Which lines in the data below contain the word "door"? Pull out every one of them unchanged.
►
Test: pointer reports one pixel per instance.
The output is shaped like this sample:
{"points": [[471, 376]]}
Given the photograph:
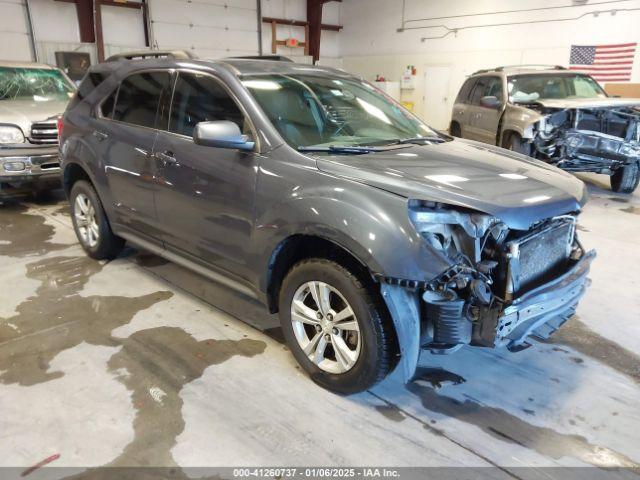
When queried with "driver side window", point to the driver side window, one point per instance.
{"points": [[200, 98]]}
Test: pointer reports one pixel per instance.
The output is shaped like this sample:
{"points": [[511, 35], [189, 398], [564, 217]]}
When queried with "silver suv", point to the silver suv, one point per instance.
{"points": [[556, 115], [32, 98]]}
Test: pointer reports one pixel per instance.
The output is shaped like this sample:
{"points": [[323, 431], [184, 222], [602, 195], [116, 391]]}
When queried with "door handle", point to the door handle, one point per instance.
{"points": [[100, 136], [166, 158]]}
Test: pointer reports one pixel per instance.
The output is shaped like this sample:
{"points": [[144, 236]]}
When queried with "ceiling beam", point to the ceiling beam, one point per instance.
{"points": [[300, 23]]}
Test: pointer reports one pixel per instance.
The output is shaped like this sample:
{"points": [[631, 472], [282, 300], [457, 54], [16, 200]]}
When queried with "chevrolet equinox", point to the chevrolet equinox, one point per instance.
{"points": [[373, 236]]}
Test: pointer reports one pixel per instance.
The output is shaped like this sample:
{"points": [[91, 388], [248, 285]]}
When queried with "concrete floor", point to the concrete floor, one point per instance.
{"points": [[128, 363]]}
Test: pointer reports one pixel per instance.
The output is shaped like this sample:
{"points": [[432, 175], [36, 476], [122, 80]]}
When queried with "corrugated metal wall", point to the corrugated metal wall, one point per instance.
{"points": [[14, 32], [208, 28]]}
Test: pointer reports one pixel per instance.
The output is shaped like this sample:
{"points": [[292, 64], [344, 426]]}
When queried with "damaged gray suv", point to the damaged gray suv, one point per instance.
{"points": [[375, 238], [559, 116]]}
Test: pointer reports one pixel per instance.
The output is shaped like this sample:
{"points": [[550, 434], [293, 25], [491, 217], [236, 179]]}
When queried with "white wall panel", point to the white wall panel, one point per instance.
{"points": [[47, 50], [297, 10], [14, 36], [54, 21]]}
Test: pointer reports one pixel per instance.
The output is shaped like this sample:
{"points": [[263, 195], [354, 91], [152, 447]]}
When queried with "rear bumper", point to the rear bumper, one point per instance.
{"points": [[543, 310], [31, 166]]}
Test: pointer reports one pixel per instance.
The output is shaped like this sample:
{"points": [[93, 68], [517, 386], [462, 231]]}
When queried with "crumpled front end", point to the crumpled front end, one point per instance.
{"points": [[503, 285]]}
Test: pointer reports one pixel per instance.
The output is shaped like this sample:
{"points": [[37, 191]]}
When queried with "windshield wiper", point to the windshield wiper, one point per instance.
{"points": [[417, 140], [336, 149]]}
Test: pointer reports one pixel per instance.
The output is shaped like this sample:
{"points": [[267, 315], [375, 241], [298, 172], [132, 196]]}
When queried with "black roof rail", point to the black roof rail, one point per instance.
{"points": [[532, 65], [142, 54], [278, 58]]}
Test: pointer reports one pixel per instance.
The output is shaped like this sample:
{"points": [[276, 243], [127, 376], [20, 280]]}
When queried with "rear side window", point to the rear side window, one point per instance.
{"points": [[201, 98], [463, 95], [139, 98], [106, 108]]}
◄
►
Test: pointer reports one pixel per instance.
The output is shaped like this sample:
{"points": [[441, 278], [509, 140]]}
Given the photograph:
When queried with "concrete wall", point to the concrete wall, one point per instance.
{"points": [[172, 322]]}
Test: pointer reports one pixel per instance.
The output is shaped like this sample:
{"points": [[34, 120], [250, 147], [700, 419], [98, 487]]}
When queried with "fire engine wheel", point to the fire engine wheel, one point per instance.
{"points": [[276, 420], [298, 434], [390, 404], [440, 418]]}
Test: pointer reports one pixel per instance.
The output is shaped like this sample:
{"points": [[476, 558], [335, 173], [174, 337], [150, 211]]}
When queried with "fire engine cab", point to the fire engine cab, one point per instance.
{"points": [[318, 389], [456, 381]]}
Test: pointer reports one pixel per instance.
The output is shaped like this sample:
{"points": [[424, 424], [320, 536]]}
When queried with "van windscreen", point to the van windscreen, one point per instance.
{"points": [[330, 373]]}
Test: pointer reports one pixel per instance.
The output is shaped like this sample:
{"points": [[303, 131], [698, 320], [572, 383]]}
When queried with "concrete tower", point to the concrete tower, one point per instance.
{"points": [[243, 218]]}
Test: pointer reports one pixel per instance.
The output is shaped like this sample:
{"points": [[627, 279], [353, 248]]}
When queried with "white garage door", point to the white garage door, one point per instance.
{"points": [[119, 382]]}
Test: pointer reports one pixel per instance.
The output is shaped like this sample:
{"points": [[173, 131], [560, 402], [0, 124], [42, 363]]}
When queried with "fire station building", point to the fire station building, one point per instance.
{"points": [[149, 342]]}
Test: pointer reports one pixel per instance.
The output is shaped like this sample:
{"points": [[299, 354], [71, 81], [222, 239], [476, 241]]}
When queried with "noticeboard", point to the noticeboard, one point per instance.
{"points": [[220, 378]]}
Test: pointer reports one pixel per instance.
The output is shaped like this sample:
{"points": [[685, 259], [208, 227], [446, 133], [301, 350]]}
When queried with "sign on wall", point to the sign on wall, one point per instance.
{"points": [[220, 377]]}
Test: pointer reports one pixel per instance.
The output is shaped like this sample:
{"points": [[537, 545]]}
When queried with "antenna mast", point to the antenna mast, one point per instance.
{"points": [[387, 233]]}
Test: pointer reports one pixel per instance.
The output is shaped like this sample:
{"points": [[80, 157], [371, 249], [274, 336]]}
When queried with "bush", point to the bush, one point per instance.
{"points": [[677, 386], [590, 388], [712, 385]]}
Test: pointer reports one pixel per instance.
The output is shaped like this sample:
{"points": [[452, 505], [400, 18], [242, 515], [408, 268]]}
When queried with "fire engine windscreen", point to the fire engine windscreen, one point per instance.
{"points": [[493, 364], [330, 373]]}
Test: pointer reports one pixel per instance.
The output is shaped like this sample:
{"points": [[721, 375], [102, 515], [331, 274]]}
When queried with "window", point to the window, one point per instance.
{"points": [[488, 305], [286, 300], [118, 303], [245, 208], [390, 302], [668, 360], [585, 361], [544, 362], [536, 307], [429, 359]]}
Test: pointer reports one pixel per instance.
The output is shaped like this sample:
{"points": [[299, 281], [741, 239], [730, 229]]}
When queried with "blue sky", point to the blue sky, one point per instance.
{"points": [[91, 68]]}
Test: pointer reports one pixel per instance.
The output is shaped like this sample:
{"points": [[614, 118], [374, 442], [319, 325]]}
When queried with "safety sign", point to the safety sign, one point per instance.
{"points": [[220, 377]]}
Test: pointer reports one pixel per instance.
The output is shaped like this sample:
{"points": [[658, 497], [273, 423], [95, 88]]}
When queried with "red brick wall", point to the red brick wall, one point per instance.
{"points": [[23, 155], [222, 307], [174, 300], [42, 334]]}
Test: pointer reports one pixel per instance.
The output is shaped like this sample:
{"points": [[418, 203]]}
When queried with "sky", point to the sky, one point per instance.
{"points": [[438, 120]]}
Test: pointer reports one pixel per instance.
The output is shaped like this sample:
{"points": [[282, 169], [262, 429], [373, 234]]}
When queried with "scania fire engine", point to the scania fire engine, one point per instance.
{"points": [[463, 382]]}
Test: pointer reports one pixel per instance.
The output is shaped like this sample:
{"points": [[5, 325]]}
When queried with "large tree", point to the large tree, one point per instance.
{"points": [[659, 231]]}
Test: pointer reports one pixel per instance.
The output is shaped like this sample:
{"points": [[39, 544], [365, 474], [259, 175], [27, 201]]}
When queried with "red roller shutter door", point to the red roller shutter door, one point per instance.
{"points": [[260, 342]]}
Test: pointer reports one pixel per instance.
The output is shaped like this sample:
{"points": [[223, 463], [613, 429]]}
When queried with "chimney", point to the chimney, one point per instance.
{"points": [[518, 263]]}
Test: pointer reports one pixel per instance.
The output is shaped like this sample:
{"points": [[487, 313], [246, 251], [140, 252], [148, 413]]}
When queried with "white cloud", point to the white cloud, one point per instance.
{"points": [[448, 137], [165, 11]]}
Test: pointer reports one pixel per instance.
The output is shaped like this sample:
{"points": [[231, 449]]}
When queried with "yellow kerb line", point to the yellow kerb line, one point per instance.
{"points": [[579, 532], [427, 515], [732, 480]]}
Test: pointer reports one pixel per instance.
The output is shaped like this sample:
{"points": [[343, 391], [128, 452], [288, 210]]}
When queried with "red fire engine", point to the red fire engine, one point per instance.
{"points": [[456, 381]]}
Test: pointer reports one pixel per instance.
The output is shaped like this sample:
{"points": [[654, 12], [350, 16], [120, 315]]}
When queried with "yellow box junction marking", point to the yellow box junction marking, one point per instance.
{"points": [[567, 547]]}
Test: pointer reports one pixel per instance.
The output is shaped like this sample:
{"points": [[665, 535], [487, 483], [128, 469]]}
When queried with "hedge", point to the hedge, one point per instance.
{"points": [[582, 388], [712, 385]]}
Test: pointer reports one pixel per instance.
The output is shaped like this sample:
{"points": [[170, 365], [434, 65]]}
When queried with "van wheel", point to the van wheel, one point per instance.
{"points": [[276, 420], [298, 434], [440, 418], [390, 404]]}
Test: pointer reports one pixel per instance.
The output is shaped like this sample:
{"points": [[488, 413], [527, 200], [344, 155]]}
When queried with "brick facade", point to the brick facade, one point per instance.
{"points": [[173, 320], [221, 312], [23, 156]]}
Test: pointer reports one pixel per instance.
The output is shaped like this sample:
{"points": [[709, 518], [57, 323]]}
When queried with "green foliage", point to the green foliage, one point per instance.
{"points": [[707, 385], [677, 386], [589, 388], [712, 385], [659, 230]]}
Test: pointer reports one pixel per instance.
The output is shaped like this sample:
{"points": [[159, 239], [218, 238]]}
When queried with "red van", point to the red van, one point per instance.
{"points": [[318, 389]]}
◄
RESULT OF THIS EXERCISE:
When queried with "door handle", point to the door handle, one point per instance.
When queried with "white garage door", point to the white garage door, one point per instance.
When queried with "red roller shutter door", point to the red roller shutter door, one point per instance.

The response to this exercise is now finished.